DATA UNDER STUDY section start
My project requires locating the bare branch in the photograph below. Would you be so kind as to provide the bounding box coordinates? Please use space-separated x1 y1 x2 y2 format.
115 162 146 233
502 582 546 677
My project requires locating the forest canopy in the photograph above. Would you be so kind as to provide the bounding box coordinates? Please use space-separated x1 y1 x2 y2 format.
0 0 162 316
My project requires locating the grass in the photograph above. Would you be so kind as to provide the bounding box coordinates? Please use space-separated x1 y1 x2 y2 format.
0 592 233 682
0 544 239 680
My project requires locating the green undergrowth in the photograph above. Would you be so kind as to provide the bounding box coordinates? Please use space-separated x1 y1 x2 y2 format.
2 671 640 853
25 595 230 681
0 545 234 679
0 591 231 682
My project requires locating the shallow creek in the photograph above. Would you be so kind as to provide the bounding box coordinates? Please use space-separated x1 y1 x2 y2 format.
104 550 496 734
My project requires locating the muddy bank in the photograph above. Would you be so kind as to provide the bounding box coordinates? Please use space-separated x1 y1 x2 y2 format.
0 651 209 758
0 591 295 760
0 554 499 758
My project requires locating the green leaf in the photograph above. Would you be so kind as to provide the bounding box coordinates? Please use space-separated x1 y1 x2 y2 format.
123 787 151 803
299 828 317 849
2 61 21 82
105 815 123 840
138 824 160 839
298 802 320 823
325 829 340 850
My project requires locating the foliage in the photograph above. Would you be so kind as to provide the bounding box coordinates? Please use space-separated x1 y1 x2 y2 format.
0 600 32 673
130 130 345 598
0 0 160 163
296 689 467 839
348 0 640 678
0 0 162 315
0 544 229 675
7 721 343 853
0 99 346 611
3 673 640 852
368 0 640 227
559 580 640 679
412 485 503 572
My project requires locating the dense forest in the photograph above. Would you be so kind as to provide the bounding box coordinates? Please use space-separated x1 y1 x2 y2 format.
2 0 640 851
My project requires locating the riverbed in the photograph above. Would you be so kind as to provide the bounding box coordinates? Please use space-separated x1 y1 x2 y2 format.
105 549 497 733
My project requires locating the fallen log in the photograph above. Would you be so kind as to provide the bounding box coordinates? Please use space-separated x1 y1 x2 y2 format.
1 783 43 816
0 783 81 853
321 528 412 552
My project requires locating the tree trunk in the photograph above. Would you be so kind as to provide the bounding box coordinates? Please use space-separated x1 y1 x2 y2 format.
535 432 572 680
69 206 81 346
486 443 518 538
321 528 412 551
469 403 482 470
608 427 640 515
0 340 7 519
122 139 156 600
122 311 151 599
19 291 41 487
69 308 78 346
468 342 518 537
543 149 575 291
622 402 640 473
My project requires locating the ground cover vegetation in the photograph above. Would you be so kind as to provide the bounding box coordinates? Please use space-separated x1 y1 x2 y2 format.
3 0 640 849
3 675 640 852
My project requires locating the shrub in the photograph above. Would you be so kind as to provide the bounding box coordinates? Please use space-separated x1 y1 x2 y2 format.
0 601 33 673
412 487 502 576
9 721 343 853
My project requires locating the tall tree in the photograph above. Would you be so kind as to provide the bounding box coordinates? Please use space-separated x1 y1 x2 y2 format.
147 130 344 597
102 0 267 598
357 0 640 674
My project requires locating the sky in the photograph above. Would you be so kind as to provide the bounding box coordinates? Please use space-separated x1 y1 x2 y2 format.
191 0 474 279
DATA UNDER STUDY section end
■ **WHAT YOU SHOULD DO**
Please transcribe the data shown above in full, exactly as it stands.

■ **TASK RESULT**
My project requires locating the bare branch in the photograph below. Would you be so kind as to provide the bounding box coordinates? Please use space-separated x1 y1 x2 y2 format.
115 162 146 233
502 582 546 677
My project requires locating the forest canopy in the photograph above. Would you be so kind as to provide the bounding box coordinates? Please use space-separated x1 y1 x2 y2 format.
0 0 162 316
My project requires locating the grass in the photograph above. Would you be so kind as to provide the bounding box coordinates? Please use space-separated x1 y1 x2 y2 format.
0 592 233 682
0 544 239 680
My project requires locating the green undergrowth in the photograph above. Would you be so kind as to provide the bounding box coordinates? Please use space-separated x1 y1 x2 y2 format.
2 671 640 853
25 595 230 681
0 545 234 679
0 591 231 682
My project requires locating the shallow creek in the photograph above. Would you be so kind as to provide the bounding box coordinates? Please use space-separated x1 y1 x2 y2 format.
104 550 496 734
My project requires locating the muddy bank in the photograph above. Would you be so kind as to provide the bounding box coordinates? Please use space-separated x1 y1 x2 y2 format.
0 651 209 758
0 591 295 760
0 554 499 758
My project requires locating the green leaf in the photograph above. Would you be so kind as to provide the bounding box coordinates? Please use space-separated x1 y1 x2 y2 format.
123 787 151 803
299 828 317 849
2 61 21 82
105 815 123 840
138 824 160 839
298 802 320 823
325 829 340 850
My project requires locating the foliage in the photograph above. Would you be so kind as to provide the bounding box coordinates? Please use space-separated x1 y1 x2 y2 format.
0 600 32 673
130 130 345 598
0 0 160 163
296 689 467 839
348 0 640 678
0 0 162 315
0 544 229 675
7 721 343 853
0 99 346 611
3 673 640 852
368 0 640 227
559 580 640 679
412 485 503 572
My project requires locating the dense forest in the photograph above. Would you be so kind as to provide the bounding box coordinates? Please use space-separated x1 y1 x2 y2 format.
2 0 640 851
My project requires locating the riverbed in the photograph above. Would you be so kind as to provide the bounding box coordinates? Please use space-separated x1 y1 x2 y2 format.
105 549 497 733
My project requires locating the fallen log in the photograph above. Would you be so kind as to provide the bounding box coordinates? Please use space-separated x1 y1 x2 y2 format.
1 783 43 816
0 783 81 853
321 528 412 552
My project requires locating the tree trunk in the photograph above. Would you be so kind as to provide the bounding box coordinates? Please use space-separated x1 y1 x2 y2 format.
535 432 572 680
69 206 81 346
486 443 518 538
321 528 412 551
469 403 482 470
608 427 640 515
0 340 7 519
122 139 156 600
122 311 151 599
19 291 41 487
69 308 78 346
468 342 518 537
543 149 575 291
622 402 640 473
My project requires locating the ground cover vegetation in the photograph above. Would you be so kind as to provide the bounding box coordinates? Please use space-separated x1 y1 x2 y2 format.
3 0 640 849
3 675 640 852
My project requires locating the shrub in the photograph above. Would you be so kind as to provide the bounding box coordinates? Please use space-separated x1 y1 x2 y2 format.
0 601 33 673
412 487 502 576
9 721 343 853
My project requires locating the tall tree in the photograph above. Would you be so kind as to provide the bounding box coordinates? Please use space-separated x1 y1 x2 y2 format.
147 130 344 597
102 0 267 598
357 0 640 674
My project requires locating the sky in the photograph above. Would you be so kind as to provide the bounding box coordinates? Please use space-separated x1 y1 x2 y2 format.
191 0 474 279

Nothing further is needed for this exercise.